- **What you should do**
In the notebook excerpt below, copy the part that begins at the words "You now have" and stops after "df_statistics = df.describe()", renaming "Neptune" to "the tracker" wherever it occurs.

- **Excerpted passage**

···

You now have new run in Neptune! From here on, we'll use the `run` object to log metadata.

**To open the run in Neptune, click on the link that appeared in the cell output.**

There's not much to display yet, but keep the tab with the run open to see what happens next.

## Log dataset statistics & visualizations to Neptune

In [None]:
# Load dataset
df = load_data(DATA_PATH, cache=True)

# Create data statistics
df_statistics = df.describe()

# Create data processing
total_no_days = (pd.to_datetime(df.Date.max()).date() - pd.to_datetime(df.Date.min()).date()).days
total_no_months = total_no_days * 0.032855
total_no_years = total_no_months * 0.0833334
abs_no_years = int(total_no_years)
sales_warm_vs_cold = (
    df[df.Temperature > 15]["Weekly_Sales"].sum() - df[df.Temperature < 15]["Weekly_Sales"].sum()
)

### Log dataset statistics

In [None]:
stats_namespace = "data/statistics"
run[stats_namespace]["dataset_statistics"].upload(File.as_html(df_statistics))
run[stats_namespace]["total_no_days"] = total_no_days
run[stats_namespace]["total_no_years"] = total_no_years
run[stats_namespace]["abs_no_years"] = abs_no_years
run[stats_namespace]["diffSales_warm_vs_cold"] = "$ {:,}".format(round(sales_warm_vs_cold))

In [None]:
# Create data visualizations
corr_matrix = df.corr()
plt.figure()
sns_corr_matrix = sns.heatmap(data=corr_matrix, annot=True)

In [None]:
plt.figure()
sales_vs_week = sns.lineplot(
    x="Week", y="Weekly_Sales", hue="Year", data=df, palette=["b", "g", "orange"]
)

In [None]:
plt.figure()
sales_vs_month = sns.lineplot(
    x="Month", y="Weekly_Sales", hue="Year", data=df, palette=["b", "g", "orange"]
)

In [None]:
plt.figure()
sales_vs_qt = sns.lineplot(
    x=df["Date"].dt.quarter,
    y="Weekly_Sales",
    hue="Year",
    data=df,
    palette=["b", "g", "orange"],
)

In [None]:
plt.figure()
sales_vs_isholiday = sns.lineplot(x="Month", y="Weekly_Sales", hue="IsHoliday", data=df)

In [None]:
plt.figure()

···

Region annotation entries
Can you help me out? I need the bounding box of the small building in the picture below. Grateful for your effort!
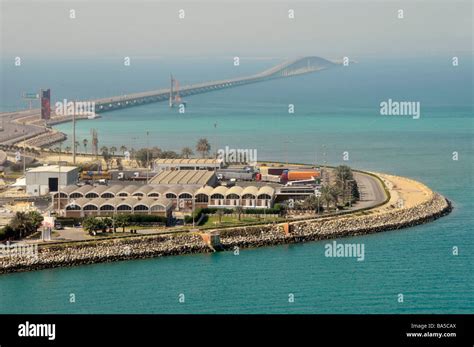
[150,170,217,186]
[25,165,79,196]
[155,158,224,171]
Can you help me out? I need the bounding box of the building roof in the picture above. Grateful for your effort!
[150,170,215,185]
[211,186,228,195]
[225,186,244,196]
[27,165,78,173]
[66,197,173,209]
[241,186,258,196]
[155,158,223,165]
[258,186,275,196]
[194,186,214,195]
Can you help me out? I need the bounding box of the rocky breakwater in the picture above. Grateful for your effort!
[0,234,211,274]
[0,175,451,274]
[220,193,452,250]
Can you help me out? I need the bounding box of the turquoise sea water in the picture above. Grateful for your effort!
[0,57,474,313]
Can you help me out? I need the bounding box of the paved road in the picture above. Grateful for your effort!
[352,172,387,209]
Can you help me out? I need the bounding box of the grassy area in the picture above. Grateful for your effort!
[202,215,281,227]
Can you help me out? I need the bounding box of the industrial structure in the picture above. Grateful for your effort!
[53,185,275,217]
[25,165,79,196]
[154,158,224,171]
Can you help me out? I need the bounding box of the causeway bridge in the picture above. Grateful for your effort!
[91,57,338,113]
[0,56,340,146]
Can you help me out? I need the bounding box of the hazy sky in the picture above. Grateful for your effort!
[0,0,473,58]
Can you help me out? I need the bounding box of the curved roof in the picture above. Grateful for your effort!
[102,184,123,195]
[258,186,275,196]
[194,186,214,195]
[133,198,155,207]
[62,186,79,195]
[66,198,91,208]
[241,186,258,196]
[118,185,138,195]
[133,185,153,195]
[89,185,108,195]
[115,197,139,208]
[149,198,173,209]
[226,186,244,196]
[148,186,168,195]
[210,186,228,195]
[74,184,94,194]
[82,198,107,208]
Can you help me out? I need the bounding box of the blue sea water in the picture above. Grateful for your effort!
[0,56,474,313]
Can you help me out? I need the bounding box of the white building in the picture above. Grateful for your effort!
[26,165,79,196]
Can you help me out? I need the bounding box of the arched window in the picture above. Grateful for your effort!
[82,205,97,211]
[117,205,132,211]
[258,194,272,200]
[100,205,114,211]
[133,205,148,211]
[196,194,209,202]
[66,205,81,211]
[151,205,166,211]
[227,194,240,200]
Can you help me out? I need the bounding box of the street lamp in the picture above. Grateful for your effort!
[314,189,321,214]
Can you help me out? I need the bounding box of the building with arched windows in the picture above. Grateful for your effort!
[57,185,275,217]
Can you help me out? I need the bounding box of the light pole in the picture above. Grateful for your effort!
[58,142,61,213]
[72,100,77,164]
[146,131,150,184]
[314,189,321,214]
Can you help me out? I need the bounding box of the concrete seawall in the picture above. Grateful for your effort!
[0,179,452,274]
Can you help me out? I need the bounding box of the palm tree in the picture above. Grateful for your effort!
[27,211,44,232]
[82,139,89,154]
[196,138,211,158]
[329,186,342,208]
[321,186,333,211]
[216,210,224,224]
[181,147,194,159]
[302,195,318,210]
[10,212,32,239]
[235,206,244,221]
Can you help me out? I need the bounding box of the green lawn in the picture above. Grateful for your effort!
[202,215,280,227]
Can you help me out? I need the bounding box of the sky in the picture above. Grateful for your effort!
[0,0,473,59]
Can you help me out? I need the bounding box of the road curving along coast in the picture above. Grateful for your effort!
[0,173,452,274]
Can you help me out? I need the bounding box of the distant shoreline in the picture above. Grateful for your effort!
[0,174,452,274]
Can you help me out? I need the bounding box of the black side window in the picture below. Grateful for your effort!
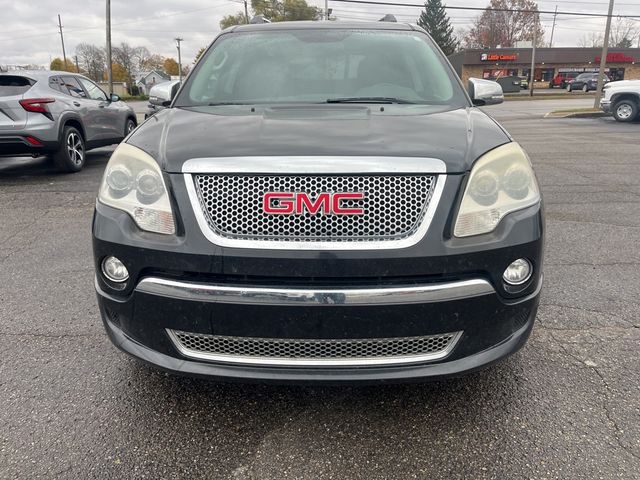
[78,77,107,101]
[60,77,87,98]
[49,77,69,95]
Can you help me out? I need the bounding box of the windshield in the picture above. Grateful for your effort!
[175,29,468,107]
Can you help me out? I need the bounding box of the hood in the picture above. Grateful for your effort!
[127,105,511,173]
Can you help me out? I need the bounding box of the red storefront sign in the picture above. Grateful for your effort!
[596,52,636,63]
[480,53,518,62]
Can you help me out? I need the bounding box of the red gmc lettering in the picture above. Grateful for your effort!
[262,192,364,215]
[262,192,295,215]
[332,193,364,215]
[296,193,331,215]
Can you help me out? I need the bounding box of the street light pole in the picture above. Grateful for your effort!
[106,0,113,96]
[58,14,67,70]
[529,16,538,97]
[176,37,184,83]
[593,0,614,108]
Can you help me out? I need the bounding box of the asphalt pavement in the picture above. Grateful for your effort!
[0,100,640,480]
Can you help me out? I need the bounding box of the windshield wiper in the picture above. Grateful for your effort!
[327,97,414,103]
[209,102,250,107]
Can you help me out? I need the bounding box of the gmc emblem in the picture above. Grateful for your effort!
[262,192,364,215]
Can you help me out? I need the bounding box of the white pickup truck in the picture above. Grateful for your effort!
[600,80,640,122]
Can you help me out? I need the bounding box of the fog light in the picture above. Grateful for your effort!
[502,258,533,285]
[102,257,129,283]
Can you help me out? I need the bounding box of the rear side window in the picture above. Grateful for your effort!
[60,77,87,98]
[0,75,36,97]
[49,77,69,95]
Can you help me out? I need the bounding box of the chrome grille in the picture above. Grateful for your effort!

···

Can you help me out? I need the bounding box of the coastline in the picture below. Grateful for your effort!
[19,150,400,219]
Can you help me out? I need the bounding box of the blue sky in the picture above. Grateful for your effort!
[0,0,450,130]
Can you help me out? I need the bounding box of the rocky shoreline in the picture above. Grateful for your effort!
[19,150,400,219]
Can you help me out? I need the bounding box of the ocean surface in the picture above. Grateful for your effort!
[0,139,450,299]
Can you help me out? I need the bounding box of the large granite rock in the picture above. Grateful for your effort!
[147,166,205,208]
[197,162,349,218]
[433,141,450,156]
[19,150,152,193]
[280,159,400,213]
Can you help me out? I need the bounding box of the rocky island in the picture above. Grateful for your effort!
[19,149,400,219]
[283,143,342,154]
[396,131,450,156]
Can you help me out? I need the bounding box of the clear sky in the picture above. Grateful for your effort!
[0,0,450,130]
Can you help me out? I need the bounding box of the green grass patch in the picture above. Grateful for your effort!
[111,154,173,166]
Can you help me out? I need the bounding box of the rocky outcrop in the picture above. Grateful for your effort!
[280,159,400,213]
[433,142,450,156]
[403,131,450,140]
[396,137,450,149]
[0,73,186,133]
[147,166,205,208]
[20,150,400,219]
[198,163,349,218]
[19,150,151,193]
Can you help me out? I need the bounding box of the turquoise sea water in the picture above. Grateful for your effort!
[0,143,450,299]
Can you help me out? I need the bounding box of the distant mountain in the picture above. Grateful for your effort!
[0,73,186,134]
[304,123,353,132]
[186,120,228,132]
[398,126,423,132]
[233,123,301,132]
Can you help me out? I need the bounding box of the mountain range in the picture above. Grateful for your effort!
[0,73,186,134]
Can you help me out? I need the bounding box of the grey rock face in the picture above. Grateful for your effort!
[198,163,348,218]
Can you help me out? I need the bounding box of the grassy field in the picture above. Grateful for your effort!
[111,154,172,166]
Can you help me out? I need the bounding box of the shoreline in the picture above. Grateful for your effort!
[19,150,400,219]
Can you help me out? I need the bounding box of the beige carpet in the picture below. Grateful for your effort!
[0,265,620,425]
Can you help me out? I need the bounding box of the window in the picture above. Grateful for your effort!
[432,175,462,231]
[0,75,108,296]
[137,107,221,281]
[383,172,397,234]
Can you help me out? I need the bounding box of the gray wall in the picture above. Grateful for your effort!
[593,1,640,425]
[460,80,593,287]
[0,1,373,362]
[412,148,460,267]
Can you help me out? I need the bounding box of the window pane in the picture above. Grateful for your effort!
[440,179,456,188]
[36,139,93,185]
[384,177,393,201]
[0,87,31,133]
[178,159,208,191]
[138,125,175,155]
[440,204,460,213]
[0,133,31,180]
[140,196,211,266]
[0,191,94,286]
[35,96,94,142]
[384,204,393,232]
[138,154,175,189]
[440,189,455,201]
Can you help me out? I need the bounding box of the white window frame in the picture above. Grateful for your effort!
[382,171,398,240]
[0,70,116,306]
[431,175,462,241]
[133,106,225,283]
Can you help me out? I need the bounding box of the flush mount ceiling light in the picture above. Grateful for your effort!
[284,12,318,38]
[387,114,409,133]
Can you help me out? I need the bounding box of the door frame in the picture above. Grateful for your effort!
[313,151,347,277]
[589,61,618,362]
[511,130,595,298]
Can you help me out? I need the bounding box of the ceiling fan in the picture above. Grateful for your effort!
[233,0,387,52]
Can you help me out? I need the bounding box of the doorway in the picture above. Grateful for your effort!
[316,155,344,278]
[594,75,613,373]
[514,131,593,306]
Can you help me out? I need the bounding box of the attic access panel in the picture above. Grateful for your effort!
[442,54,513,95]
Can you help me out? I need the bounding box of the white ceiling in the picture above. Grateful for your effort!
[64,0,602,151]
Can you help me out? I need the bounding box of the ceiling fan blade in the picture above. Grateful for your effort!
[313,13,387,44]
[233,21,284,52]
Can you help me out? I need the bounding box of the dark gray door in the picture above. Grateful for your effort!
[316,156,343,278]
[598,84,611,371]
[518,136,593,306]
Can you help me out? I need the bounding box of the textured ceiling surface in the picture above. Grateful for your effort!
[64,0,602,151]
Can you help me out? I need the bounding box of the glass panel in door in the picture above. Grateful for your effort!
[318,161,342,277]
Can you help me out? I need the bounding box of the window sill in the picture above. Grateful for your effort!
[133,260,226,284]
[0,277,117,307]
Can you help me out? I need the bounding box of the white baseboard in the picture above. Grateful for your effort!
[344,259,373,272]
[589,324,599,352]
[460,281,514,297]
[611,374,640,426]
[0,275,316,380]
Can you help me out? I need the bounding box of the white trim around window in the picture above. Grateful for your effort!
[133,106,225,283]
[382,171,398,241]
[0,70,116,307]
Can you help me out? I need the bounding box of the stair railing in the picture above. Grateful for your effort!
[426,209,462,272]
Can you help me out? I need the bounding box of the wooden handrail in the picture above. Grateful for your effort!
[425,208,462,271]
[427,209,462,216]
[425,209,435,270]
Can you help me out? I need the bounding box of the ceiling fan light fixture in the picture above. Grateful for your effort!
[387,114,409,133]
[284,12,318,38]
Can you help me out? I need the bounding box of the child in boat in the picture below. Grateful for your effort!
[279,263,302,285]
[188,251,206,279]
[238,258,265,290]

···

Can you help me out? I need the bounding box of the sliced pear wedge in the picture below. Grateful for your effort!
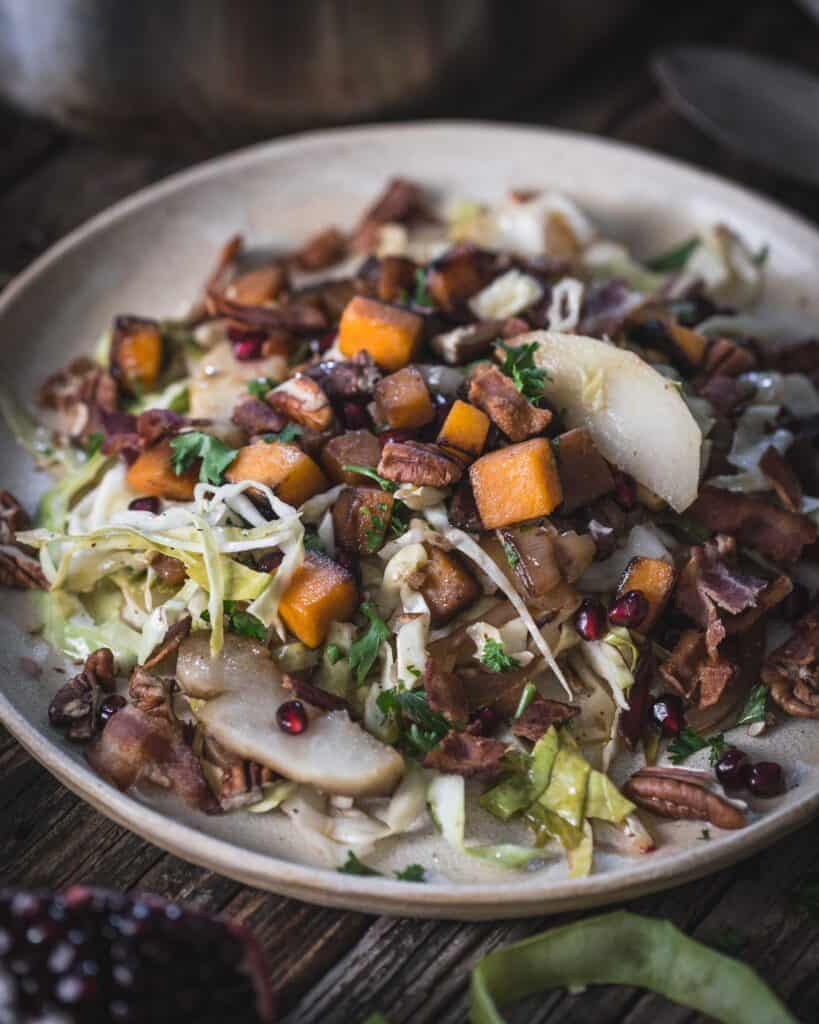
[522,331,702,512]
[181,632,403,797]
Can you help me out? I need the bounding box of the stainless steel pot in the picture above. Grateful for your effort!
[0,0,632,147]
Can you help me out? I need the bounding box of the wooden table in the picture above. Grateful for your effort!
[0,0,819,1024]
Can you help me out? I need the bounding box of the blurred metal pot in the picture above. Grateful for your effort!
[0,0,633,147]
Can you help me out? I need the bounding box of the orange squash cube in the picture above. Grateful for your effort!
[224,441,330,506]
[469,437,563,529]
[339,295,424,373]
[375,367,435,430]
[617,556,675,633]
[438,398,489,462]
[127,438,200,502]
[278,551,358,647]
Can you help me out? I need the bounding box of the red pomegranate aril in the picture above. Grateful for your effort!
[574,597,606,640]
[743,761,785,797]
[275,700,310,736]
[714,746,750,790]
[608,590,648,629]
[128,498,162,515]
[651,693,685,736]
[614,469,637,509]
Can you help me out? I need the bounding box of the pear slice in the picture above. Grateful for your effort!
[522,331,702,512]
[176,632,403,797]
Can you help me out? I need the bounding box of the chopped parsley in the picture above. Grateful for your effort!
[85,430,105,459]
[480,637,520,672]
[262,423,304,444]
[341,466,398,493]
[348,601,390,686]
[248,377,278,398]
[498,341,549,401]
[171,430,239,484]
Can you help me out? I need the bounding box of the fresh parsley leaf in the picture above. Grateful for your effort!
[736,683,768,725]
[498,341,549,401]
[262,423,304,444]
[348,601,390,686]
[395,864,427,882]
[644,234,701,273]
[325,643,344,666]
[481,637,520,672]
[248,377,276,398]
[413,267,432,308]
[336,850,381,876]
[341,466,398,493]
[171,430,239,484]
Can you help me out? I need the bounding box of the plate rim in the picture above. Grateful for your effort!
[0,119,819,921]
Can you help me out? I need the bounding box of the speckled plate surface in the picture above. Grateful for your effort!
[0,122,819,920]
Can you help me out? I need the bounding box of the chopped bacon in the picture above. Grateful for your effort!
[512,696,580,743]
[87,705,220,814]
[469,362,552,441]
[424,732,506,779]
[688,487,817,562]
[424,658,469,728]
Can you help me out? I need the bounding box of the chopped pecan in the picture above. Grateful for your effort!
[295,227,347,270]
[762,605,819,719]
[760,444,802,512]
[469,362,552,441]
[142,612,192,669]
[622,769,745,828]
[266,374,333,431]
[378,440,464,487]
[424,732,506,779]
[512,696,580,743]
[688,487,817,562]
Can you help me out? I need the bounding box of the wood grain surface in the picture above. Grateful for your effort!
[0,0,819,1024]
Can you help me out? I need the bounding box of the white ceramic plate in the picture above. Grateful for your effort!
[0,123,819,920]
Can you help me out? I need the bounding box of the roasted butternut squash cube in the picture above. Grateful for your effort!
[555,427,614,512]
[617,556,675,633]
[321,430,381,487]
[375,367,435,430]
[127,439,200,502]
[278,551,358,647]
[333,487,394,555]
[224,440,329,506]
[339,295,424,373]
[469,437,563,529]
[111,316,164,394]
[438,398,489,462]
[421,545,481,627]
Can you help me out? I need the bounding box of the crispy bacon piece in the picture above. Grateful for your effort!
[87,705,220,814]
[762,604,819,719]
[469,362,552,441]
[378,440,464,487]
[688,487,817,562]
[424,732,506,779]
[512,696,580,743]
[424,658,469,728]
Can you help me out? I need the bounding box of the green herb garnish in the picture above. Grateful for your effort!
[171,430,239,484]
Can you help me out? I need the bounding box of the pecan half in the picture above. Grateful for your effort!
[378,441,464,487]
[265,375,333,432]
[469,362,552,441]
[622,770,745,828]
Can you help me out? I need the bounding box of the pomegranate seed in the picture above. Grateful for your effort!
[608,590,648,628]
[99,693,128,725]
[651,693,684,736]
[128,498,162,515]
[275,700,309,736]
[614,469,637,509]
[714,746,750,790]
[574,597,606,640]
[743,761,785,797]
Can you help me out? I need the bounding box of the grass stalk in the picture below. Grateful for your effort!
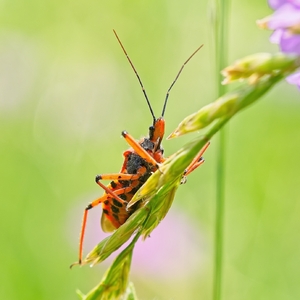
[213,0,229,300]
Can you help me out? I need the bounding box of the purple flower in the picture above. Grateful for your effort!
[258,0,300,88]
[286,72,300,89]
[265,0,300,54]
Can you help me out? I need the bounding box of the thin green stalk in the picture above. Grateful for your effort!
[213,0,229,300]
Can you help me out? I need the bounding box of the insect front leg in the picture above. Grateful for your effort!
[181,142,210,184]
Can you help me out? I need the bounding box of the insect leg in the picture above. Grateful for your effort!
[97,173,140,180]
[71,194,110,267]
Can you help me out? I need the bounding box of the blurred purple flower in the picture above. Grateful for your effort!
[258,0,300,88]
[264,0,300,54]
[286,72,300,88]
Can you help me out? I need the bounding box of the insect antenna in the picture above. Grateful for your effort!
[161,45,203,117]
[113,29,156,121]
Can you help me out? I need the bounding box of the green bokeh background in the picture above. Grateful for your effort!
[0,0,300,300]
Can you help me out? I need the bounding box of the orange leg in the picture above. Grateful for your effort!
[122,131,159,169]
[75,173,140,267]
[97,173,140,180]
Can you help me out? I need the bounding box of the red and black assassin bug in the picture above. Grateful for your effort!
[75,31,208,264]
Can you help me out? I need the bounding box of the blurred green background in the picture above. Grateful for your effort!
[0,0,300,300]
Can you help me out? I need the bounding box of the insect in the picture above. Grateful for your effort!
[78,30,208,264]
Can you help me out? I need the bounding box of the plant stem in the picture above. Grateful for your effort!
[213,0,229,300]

···

- **Finished exercise**
You now have new run in the tracker! From here on, we'll use the `run` object to log metadata.

**To open the run in the tracker, click on the link that appeared in the cell output.**

There's not much to display yet, but keep the tab with the run open to see what happens next.

## Log dataset statistics & visualizations to the tracker

In [None]:
# Load dataset
df = load_data(DATA_PATH, cache=True)

# Create data statistics
df_statistics = df.describe()